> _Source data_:
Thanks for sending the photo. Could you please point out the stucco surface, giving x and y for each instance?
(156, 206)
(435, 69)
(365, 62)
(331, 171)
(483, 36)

> _WORK ITEM_:
Please print out every entry again, exactly as it reads.

> _TASK RESPONSE_:
Thanks for sending the photo. Could you please point out the stucco surface, giving x and y for each instance?
(156, 206)
(435, 69)
(365, 62)
(331, 171)
(483, 36)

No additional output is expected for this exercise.